TEXT
Nor does Nancy Grace, when D'Andre and his attorney Terry Johnson go on national TV to plead their case.
One of the few speaking out in D'Andre's defense is his eldest son D'Andre Junior.
"Everybody's got negative opinions about my dad, but like I said, they don't know him like I do. Can't nobody tell me nothing about my father. He's not gonna harm none of his children, especially over discipline. He disciplined all of us in the right way," said D'Andre Lane Jr.
But then, a shocking revelation: Police say a cadaver dog picked up the scent of human decomposition in Bianca's bedroom and on her child car seat.
"I believe he sat or barked or something like that," said Terry Johnson.
D'Andre's attorney Terry Johnson dismisses it, claiming it doesn't mean anything because the dog didn't find Bianca's body.
"And my question was, How do you know didn't have to go to the bathroom? How do you know he wasn't hungry? How do you know he didn't see a female dog that he was attracted to? I don't know," said Terry Johnson.
But the cadaver dog hits provide police with enough evidence to finally arrest D'Andre Lane for allegedly beating his daughter Bianca to death.

AIM 1
Print the listing from its first line up to and including the line with "1110 324 L 1082", reproducing each line precisely.
AIM 2
Carry on the account of the D'Andre Lane case from the point where it stops.
The listing that follows is unrelated to the account of the D'Andre Lane case.

RAW DATA
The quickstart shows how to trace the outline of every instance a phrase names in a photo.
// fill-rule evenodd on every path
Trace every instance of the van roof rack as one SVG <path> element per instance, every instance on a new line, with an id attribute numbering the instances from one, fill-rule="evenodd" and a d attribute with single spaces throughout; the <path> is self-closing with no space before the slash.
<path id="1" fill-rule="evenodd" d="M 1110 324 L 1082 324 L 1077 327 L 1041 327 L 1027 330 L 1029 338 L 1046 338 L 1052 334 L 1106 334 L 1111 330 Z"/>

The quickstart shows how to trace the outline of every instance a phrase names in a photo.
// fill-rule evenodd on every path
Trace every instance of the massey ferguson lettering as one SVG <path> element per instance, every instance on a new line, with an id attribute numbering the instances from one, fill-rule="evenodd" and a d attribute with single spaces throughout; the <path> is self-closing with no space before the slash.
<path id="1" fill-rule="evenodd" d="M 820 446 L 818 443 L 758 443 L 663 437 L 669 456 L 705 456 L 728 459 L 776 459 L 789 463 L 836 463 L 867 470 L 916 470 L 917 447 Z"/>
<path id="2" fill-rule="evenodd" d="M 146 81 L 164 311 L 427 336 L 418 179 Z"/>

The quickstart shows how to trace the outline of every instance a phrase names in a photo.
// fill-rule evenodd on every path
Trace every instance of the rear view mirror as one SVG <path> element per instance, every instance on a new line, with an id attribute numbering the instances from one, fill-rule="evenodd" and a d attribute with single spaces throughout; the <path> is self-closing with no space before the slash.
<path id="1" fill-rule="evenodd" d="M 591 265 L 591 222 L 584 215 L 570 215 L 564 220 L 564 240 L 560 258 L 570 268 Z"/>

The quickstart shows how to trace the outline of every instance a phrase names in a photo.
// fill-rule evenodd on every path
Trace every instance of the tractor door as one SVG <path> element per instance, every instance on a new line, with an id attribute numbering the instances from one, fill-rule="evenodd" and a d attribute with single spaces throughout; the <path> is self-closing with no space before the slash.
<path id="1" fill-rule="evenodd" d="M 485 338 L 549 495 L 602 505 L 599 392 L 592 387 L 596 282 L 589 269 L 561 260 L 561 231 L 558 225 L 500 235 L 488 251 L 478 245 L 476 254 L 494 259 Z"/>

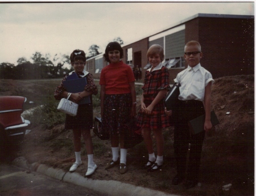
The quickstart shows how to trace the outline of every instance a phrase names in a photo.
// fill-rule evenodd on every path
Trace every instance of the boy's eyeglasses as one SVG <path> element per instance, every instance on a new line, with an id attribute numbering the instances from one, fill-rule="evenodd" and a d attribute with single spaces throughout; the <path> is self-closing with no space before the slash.
<path id="1" fill-rule="evenodd" d="M 85 64 L 85 62 L 79 62 L 79 63 L 73 63 L 75 65 L 84 65 Z"/>
<path id="2" fill-rule="evenodd" d="M 196 51 L 196 52 L 192 52 L 191 53 L 190 52 L 187 52 L 187 53 L 184 53 L 184 54 L 185 55 L 187 55 L 187 56 L 190 56 L 192 54 L 193 54 L 193 56 L 196 56 L 197 54 L 200 53 L 201 52 L 199 51 Z"/>

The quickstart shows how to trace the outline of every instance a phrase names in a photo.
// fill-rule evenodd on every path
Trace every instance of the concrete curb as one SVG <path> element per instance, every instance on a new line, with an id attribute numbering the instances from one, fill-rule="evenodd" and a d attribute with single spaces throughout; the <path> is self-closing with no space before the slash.
<path id="1" fill-rule="evenodd" d="M 84 187 L 98 194 L 104 195 L 111 196 L 178 196 L 114 180 L 89 179 L 76 172 L 66 172 L 62 169 L 53 169 L 38 163 L 34 163 L 30 165 L 23 157 L 15 159 L 13 161 L 13 164 L 63 182 Z"/>

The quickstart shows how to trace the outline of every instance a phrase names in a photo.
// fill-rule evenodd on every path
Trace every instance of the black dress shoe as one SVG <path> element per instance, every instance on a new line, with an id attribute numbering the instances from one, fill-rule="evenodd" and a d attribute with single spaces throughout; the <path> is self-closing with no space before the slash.
<path id="1" fill-rule="evenodd" d="M 196 180 L 187 180 L 185 181 L 185 182 L 184 184 L 184 186 L 185 186 L 185 188 L 187 189 L 192 188 L 197 184 L 198 181 Z"/>
<path id="2" fill-rule="evenodd" d="M 148 163 L 150 163 L 150 164 L 149 165 L 147 165 L 148 164 Z M 146 165 L 144 165 L 144 167 L 147 169 L 150 168 L 154 163 L 155 163 L 155 161 L 151 161 L 148 160 L 147 161 L 147 163 L 146 164 Z"/>
<path id="3" fill-rule="evenodd" d="M 178 174 L 176 175 L 175 177 L 172 179 L 172 185 L 177 185 L 184 180 L 183 177 L 181 177 Z"/>
<path id="4" fill-rule="evenodd" d="M 154 169 L 154 168 L 156 167 L 156 168 Z M 151 167 L 148 168 L 147 169 L 147 171 L 148 172 L 153 172 L 155 171 L 158 171 L 158 169 L 159 169 L 160 168 L 162 167 L 162 165 L 158 165 L 158 164 L 156 163 L 154 163 L 154 164 L 152 164 L 151 165 Z"/>

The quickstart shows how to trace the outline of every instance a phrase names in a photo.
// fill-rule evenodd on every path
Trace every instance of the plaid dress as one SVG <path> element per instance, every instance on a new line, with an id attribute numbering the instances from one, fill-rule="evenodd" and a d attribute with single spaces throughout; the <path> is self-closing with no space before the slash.
<path id="1" fill-rule="evenodd" d="M 147 107 L 158 92 L 163 89 L 170 90 L 169 73 L 162 66 L 160 69 L 147 70 L 145 73 L 143 91 L 144 103 Z M 142 113 L 141 109 L 137 115 L 137 125 L 140 127 L 150 127 L 151 130 L 161 129 L 171 126 L 169 118 L 164 112 L 164 99 L 160 101 L 154 108 L 151 115 Z"/>
<path id="2" fill-rule="evenodd" d="M 57 87 L 54 91 L 54 97 L 57 100 L 62 98 L 61 93 L 66 91 L 63 82 L 67 80 L 67 76 L 68 75 L 63 78 L 60 84 Z M 98 93 L 98 88 L 94 83 L 92 75 L 88 73 L 84 77 L 86 77 L 87 80 L 87 84 L 84 87 L 84 90 L 92 91 L 93 95 L 97 95 Z M 81 78 L 81 76 L 79 76 L 79 78 Z M 77 114 L 76 116 L 66 114 L 65 121 L 65 129 L 88 130 L 92 129 L 93 127 L 93 111 L 92 95 L 90 95 L 90 98 L 91 100 L 90 104 L 79 105 Z"/>

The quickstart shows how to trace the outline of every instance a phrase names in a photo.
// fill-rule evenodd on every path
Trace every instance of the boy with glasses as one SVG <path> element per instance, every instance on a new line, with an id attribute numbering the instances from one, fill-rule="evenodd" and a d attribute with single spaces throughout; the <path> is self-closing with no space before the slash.
<path id="1" fill-rule="evenodd" d="M 203 53 L 199 42 L 196 41 L 187 42 L 184 48 L 184 57 L 188 67 L 179 73 L 174 79 L 175 82 L 180 84 L 177 109 L 175 111 L 166 110 L 166 113 L 168 116 L 173 114 L 176 119 L 174 147 L 177 174 L 172 183 L 177 185 L 185 178 L 187 153 L 190 144 L 187 179 L 184 184 L 185 187 L 189 189 L 198 183 L 205 131 L 209 130 L 212 126 L 210 122 L 210 93 L 214 80 L 212 74 L 200 63 Z M 204 114 L 205 114 L 205 131 L 191 134 L 188 122 Z"/>

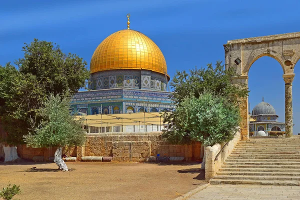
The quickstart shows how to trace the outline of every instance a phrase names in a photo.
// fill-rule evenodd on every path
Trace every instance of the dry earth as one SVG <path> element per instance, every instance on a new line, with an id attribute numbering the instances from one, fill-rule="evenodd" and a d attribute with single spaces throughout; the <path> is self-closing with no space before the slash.
<path id="1" fill-rule="evenodd" d="M 172 200 L 206 183 L 198 163 L 67 164 L 62 172 L 52 163 L 2 162 L 0 188 L 20 185 L 21 200 Z"/>

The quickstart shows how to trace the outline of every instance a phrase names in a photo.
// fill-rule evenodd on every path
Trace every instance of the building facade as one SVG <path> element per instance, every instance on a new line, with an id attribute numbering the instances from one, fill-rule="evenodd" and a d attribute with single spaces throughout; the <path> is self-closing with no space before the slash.
<path id="1" fill-rule="evenodd" d="M 256 105 L 252 110 L 249 120 L 250 136 L 276 136 L 286 133 L 286 123 L 278 122 L 274 108 L 270 104 L 262 102 Z"/>
<path id="2" fill-rule="evenodd" d="M 158 46 L 136 30 L 116 32 L 95 50 L 90 64 L 90 90 L 72 100 L 80 114 L 170 111 L 174 108 L 167 92 L 170 76 Z"/>

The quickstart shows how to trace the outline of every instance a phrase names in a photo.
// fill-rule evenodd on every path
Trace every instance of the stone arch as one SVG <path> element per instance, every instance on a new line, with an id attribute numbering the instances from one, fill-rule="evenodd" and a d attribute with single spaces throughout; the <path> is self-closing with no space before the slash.
<path id="1" fill-rule="evenodd" d="M 277 62 L 280 64 L 280 66 L 282 66 L 282 68 L 284 74 L 285 74 L 284 66 L 280 58 L 278 58 L 276 56 L 273 56 L 273 55 L 269 54 L 262 53 L 260 55 L 257 56 L 256 57 L 254 58 L 254 59 L 252 60 L 250 64 L 247 64 L 246 66 L 244 68 L 246 70 L 246 74 L 247 75 L 248 74 L 248 73 L 249 72 L 249 70 L 250 70 L 250 68 L 251 68 L 251 66 L 252 66 L 252 65 L 254 64 L 254 62 L 255 62 L 257 60 L 260 59 L 260 58 L 264 57 L 264 56 L 270 57 L 270 58 L 274 58 L 274 59 L 276 60 L 277 60 Z M 245 74 L 246 74 L 246 73 L 245 73 Z"/>
<path id="2" fill-rule="evenodd" d="M 158 110 L 156 108 L 153 108 L 152 109 L 151 109 L 151 111 L 152 112 L 158 112 Z"/>
<path id="3" fill-rule="evenodd" d="M 264 131 L 264 128 L 262 126 L 260 126 L 258 127 L 258 131 L 263 130 Z"/>
<path id="4" fill-rule="evenodd" d="M 92 114 L 99 114 L 99 111 L 98 108 L 93 108 L 92 109 Z"/>
<path id="5" fill-rule="evenodd" d="M 126 108 L 126 113 L 134 113 L 134 108 L 131 106 L 128 106 Z"/>
<path id="6" fill-rule="evenodd" d="M 300 60 L 300 32 L 263 36 L 228 40 L 224 45 L 225 67 L 234 68 L 236 76 L 232 78 L 234 84 L 248 84 L 248 72 L 255 61 L 264 56 L 276 60 L 284 71 L 285 82 L 286 134 L 290 137 L 293 134 L 292 82 L 295 74 L 294 67 Z M 240 104 L 242 140 L 249 136 L 248 98 L 242 100 Z"/>
<path id="7" fill-rule="evenodd" d="M 272 128 L 271 128 L 271 130 L 273 130 L 273 131 L 281 131 L 281 128 L 277 126 L 274 126 L 273 127 L 272 127 Z"/>

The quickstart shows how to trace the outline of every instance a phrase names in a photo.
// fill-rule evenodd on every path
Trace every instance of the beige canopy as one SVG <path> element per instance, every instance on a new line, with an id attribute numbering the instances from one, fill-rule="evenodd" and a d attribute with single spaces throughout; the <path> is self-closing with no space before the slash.
<path id="1" fill-rule="evenodd" d="M 112 126 L 126 125 L 163 124 L 164 112 L 138 112 L 126 114 L 92 114 L 77 116 L 90 126 Z"/>

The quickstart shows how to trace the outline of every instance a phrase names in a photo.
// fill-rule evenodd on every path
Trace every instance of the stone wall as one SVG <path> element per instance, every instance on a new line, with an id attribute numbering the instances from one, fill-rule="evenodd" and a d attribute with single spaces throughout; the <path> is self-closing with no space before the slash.
<path id="1" fill-rule="evenodd" d="M 16 150 L 18 155 L 21 158 L 32 160 L 34 156 L 44 156 L 44 160 L 49 161 L 49 158 L 54 157 L 56 148 L 28 148 L 24 144 L 19 145 Z"/>
<path id="2" fill-rule="evenodd" d="M 0 142 L 0 160 L 4 160 L 4 150 L 3 150 L 3 144 Z"/>
<path id="3" fill-rule="evenodd" d="M 32 160 L 34 156 L 44 156 L 49 161 L 54 156 L 56 148 L 28 148 L 24 145 L 18 146 L 22 158 Z M 63 154 L 77 157 L 81 160 L 84 156 L 113 156 L 117 162 L 145 161 L 150 156 L 160 154 L 164 156 L 184 156 L 186 161 L 200 159 L 201 144 L 190 145 L 171 145 L 164 141 L 161 132 L 132 133 L 89 134 L 83 146 L 64 148 Z"/>
<path id="4" fill-rule="evenodd" d="M 236 134 L 234 138 L 232 140 L 230 141 L 228 143 L 228 146 L 224 147 L 224 152 L 222 152 L 221 150 L 222 147 L 226 144 L 226 142 L 223 142 L 220 144 L 216 144 L 212 146 L 206 147 L 205 152 L 205 178 L 206 180 L 209 180 L 216 174 L 216 172 L 221 168 L 225 160 L 232 152 L 234 146 L 236 146 L 236 144 L 240 140 L 240 132 L 238 131 Z M 220 154 L 218 156 L 218 160 L 216 160 L 216 157 L 220 151 L 221 151 Z"/>
<path id="5" fill-rule="evenodd" d="M 88 134 L 84 146 L 77 148 L 77 160 L 83 156 L 111 156 L 118 162 L 145 161 L 150 156 L 184 156 L 186 161 L 200 159 L 201 144 L 171 145 L 161 132 Z"/>

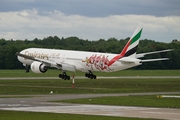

EXPECTED ANSWER 1
The quickstart shows how to trace the outline of every instance a phrase names in a photo.
// fill-rule evenodd on every path
Trace every instance of the van roof rack as one SVG <path> element per instance, every instance on a new line, with an id attribute numbering the instances from one, fill-rule="evenodd" and a d attribute with single spaces throughout; the <path> is self-closing with no space before the slash.
<path id="1" fill-rule="evenodd" d="M 1110 324 L 1082 324 L 1077 327 L 1041 327 L 1027 330 L 1029 338 L 1046 338 L 1052 334 L 1106 334 L 1111 330 Z"/>

EXPECTED ANSWER 2
"Today we are charging Mr. Lane with first-degree felony murder and one count of child abuse in the first degree," said Wayne County Prosecutor Kym L. Worthy at a press conference.
At D'Andre Lane's trial, his defense attorney Terry Johnson scoffs at the prosecution's case.
"There's not a crime scene anywhere. They've got their star witness who went 'Woof,'" said Johnson.
One of the defense's star witnesses would be none other than Bianca's mother Banika, who stands by her baby's father.
"When he disciplined Bianca, was that something that caused you to be shocked at the way he disciplined her?" Banika Jones was asked in court.
"No," she replied.
"OK. Would it be any different than any way you've disciplined her in the past?"
"No," Banika testified.
And Banika surprises the court when she testifies she told police she didn't believe D'Andre killed their daughter.
"And you believe that your child is alive and still missing, correct?" Banika is asked in court.
"Absolutely," Banika replies. "My daughter's out there. She's out there."
But another woman in D'Andre's life would plunge a stake through his heart for the prosecution.
"Who did you hear crying?" Anjeli Lyons, D'Andre's fiancée, was asked in court.
"Bianca," said Lyons.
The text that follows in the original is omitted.